TASK INSTRUCTIONS: In the excerpt on the time complexity of summing 1 through n, how many bits does the input representation of n take?

PAGE EXCERPT:

The input representation(length) of n is O(logn) bits (any n-ary coding except unary), and the algorithm (although it is running linearly in the magnitude) it runs exponentially (2^logn) in the length of the input.
This is actually the pseudo-polynomial algorithm case. It appears to be polynomial but it is not.
You could even try it in python (or any programming language), for a medium length number like 200 bits.
Applying the first algorithm the result comes in a split second, and applying the second, you have to wait a century...
1+2+3+...+n is always less than n+n+n...+n n times. you can rewrite this n+n+..+n as n*n.
f(n) = O(g(n)) if there exists a positive integer n0 and a positive
constant c, such that f(n) ≤ c * g(n) ∀ n ≥ n0
since Big-Oh represents the upper bound of the function, where the function f(n) is the sum of natural numbers up to n.
now, talking about time complexity, for small numbers, the addition should be of a constant amount of work. but the size of n could be humongous; you can't deny that probability.
adding integers can take linear amount of time when n is really large.. So you can say that addition is O(n) operation and you're adding n items. so that alone would make it O(n^2). of course, it will not always take n^2 time, but it's the worst-case when n is really large. (upper bound, remember?)
Now, let's say you directly try to achieve it using n(n+1)/2. Just one multiplication and one division, this should be a constant operation, no?
No.

Saved items:
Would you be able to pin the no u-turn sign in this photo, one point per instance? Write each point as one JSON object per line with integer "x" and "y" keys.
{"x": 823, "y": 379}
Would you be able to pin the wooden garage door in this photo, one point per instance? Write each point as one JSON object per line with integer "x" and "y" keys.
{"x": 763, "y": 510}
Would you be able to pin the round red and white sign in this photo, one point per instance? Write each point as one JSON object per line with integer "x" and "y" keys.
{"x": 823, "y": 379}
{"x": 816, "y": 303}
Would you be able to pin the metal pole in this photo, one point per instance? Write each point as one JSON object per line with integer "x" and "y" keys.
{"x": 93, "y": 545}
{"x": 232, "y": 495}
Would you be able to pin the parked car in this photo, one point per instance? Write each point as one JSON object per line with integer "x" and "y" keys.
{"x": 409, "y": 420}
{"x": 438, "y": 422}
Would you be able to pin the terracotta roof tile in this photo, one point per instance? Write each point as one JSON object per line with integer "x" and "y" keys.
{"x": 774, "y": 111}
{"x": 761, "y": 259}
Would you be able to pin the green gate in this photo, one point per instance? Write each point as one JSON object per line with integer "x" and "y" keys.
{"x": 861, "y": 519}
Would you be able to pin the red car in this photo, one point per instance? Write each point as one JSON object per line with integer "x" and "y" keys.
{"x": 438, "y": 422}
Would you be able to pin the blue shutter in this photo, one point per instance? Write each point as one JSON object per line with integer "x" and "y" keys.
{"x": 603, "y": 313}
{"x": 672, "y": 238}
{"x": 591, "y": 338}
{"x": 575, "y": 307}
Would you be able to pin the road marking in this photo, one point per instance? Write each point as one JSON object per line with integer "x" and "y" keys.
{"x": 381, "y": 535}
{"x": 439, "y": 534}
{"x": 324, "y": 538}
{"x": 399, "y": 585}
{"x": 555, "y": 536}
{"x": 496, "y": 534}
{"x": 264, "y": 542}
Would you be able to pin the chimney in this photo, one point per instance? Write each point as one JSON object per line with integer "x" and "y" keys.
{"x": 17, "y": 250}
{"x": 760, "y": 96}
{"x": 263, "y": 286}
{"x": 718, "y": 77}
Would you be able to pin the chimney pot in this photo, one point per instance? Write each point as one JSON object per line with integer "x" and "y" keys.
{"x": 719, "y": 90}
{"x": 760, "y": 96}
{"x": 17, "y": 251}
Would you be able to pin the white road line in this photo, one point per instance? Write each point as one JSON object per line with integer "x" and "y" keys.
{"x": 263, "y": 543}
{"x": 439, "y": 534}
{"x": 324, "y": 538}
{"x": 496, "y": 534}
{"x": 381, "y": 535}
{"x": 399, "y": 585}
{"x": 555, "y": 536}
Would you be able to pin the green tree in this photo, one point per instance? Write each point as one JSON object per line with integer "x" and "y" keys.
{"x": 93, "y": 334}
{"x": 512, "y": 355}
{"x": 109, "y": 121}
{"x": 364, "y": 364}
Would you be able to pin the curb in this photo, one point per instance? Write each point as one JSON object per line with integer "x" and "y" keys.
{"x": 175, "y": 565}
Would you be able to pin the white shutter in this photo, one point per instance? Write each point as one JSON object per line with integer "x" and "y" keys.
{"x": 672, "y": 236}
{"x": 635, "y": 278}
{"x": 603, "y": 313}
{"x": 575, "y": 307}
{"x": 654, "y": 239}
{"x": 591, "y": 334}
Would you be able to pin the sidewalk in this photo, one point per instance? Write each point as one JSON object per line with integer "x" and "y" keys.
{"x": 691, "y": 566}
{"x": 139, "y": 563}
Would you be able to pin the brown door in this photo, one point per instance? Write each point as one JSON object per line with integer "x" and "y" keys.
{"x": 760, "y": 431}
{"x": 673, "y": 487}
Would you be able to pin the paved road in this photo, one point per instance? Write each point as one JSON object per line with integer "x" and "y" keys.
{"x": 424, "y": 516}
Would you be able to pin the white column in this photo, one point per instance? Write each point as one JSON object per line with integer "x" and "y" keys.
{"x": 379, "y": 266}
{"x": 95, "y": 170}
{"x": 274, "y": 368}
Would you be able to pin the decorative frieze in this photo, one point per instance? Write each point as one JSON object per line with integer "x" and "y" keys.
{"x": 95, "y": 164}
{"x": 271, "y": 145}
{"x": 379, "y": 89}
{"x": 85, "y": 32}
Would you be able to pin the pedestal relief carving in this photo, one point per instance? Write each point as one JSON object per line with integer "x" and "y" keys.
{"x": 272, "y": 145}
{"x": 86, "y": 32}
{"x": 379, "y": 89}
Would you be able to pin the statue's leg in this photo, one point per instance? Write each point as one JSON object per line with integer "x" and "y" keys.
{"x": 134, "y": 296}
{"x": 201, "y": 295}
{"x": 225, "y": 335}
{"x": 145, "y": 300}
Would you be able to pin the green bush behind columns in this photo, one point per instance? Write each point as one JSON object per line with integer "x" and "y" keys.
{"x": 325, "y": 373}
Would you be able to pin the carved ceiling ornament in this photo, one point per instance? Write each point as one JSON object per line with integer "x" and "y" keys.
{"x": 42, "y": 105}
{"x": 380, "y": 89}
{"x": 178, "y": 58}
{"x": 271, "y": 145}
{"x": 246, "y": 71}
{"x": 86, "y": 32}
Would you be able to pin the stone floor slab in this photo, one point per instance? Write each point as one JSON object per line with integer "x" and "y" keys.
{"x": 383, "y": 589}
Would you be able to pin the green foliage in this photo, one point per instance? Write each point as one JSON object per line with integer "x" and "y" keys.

TASK OUTPUT: O(log n) bits, under any n-ary coding except unary.